_AIM:_
Repeat exactly, and only, the lines from the one holding "the mask's eye" through the last line of the records below.

Location identification entries:
------------------------------------------------------------
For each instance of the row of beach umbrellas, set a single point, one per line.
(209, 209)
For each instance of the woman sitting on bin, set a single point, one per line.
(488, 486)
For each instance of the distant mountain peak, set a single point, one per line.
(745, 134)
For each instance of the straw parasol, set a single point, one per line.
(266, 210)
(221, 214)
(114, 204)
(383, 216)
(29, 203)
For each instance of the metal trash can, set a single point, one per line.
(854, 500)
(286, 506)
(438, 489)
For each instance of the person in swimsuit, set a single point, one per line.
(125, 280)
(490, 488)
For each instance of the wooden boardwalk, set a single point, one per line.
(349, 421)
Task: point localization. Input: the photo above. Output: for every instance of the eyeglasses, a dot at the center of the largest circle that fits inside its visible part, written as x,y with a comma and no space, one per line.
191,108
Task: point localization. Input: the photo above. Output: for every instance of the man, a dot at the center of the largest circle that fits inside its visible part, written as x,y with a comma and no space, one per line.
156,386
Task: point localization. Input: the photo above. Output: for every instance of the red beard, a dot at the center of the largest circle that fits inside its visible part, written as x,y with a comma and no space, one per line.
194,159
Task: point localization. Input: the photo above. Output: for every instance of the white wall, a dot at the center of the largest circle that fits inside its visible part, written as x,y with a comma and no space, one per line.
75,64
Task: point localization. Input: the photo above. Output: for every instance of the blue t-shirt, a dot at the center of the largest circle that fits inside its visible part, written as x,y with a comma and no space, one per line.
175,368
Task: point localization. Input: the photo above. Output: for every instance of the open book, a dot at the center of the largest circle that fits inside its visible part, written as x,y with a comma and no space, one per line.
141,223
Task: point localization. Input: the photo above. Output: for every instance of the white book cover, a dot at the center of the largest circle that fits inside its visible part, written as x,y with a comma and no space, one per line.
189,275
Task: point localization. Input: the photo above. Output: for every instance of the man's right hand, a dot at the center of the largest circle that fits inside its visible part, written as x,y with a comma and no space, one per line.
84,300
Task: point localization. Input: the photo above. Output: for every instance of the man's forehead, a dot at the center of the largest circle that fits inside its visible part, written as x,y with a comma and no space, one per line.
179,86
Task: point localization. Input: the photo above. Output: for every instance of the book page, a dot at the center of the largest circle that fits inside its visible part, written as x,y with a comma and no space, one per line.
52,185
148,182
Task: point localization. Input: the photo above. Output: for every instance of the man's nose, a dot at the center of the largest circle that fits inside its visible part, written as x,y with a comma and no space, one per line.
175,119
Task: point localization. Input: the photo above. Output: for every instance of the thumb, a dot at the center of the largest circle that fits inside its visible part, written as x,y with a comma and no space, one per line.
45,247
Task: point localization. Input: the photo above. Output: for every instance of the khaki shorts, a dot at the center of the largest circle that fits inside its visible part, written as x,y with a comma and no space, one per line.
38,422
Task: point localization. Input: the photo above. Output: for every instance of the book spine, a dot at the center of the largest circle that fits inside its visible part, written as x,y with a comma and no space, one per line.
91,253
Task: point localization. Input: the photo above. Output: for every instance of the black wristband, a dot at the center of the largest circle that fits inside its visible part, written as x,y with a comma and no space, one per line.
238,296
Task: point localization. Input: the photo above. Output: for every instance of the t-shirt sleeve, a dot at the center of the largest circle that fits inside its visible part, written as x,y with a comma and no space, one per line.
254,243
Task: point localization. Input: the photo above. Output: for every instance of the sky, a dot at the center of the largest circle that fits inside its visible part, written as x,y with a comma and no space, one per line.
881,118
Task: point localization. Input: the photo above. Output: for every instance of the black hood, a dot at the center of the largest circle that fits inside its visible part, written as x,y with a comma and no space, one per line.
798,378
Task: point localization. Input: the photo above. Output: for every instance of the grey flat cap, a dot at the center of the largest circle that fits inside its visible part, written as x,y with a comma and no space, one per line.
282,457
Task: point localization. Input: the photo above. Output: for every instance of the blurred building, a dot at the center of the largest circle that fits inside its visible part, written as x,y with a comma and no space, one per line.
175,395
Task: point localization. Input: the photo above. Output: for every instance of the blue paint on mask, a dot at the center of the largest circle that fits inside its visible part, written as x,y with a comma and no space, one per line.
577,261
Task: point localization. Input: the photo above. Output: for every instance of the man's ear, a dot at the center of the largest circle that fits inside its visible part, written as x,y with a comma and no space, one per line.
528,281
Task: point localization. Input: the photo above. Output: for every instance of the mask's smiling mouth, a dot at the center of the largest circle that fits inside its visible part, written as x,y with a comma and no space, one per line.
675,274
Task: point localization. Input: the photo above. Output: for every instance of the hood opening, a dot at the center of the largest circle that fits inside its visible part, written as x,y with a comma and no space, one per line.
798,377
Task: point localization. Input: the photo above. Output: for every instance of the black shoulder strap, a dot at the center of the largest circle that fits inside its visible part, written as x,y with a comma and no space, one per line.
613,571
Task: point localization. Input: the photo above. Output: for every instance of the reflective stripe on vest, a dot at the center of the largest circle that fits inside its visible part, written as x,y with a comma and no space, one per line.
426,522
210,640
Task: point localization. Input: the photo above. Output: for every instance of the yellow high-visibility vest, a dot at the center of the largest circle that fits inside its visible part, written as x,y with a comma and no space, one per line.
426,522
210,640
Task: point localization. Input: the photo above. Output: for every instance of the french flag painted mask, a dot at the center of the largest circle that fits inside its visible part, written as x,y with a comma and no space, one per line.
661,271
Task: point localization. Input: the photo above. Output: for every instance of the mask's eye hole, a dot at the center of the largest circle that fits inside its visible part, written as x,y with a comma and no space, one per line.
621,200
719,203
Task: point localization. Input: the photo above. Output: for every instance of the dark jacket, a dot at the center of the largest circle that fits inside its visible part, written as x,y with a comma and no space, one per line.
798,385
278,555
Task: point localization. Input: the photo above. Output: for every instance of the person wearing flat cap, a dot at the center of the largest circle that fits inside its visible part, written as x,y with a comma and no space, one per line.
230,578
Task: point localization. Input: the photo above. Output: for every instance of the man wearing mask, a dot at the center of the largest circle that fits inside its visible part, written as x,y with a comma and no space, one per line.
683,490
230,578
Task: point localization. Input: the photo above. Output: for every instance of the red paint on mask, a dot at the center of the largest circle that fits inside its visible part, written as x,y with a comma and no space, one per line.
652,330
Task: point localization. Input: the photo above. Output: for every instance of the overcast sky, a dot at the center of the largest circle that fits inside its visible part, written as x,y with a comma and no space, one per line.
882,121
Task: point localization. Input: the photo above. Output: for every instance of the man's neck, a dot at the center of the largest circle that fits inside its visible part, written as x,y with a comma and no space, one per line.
------------------------------------------------------------
_CORRECT RESPONSE:_
Task: point localization. Input: the photo above. Output: for every instance of the mask's eye hole, a dot at the center of the largest circle that fits inside its visible part, written as x,y with a comma and no space, one per line.
621,200
719,203
Task: point localization. Input: the photo above. Output: for every instance of the dark jacket, a dot at the center of the largest circle that fits inside its visible part, written as x,y with a comma and no space, one per line.
798,385
278,555
Task: point localization. Input: the photo above. Output: for every instance of the person wearing flat cap, a dot at the center of the largest circle that fits inside its visible part, written as x,y with a comma and no space, one per line.
230,578
Task: point localization. Input: the photo above. Output: for every instance of the man wearing mask, a dot at the center of the largest circle that fits inside its visible part, written as x,y with a comma and no space, one per line.
683,490
230,578
Task: point localization. Input: the photo above. Output: for every instance of the red paint on mask, a dot at the center of the largest circle that fits inside its visible part, written as x,y with a comma and no space, one per line.
652,330
Task: point localization. Input: the photo above. Output: for every instance of the overcast sky, a dot at the center of the largest circle that fits inside its visible part, written as x,y with a comma and no space, one per line.
882,121
Task: point localization. Input: the photo above. Output: for every instance of the man's neck, a dot at the center of the largest circle that fits inside its visible part, written as x,y with a comma and no space, one per line.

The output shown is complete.